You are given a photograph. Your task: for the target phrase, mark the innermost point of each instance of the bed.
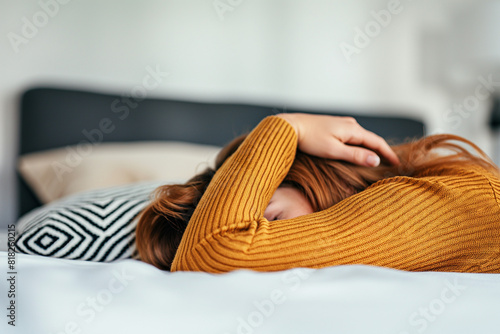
(99, 288)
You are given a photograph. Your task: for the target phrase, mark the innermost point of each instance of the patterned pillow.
(97, 225)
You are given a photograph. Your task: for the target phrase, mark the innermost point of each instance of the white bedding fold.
(67, 296)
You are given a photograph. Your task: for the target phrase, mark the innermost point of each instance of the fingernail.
(373, 160)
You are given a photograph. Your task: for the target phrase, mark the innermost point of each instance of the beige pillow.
(60, 172)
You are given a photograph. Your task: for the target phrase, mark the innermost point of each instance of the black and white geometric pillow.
(97, 225)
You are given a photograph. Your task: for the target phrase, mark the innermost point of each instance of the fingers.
(362, 137)
(358, 155)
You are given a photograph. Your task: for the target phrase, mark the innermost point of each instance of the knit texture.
(440, 223)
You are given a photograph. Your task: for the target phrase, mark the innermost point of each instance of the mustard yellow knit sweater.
(441, 223)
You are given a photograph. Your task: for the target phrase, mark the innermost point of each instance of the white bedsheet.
(64, 296)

◆ ◆ ◆

### Challenge:
Please turn every line of the data above into a JSON list of strings, with one string per line and blank lines skipped. Leave the pictures out of the list.

### Exercise output:
[
  "You are given a photograph. Your task: for the target phrase, mark the innermost point of each instance of the bed.",
  "(99, 288)",
  "You are given a photograph. Your task: for the target phrase, mark the innermost point of each instance of the patterned pillow.",
  "(97, 225)",
  "You are given a photograph. Your task: for the target phrase, mark the innermost point of each instance of the white bedding fold.",
  "(67, 296)",
  "You are given a photograph. Your task: for the target phrase, mark the innermost point of each instance of the fingernail.",
  "(373, 160)",
  "You are given a photograph. Your task: for the target phrase, mark the innermost point of each instance of the beige pillow.",
  "(60, 172)",
  "You are given a photograph. Your task: for the target phrase, mark the innermost point of each instance of the black and white geometric pillow.",
  "(97, 225)",
  "You are given a photograph. Your task: for the target phrase, mark the innermost point of each instance of the fingers.",
  "(362, 137)",
  "(358, 155)",
  "You are given a photograph. Your task: for the target phrase, mark the innermost point of each instance of the knit texture.",
  "(440, 223)",
  "You are given a photograph. Your task: for the target phrase, mark the innermost point of each instance of the mustard yellow knit sweater.",
  "(441, 223)",
  "You are given a photograph. Your task: for the target phrase, mark the innermost point of each instance of the white bedsheet.",
  "(64, 296)"
]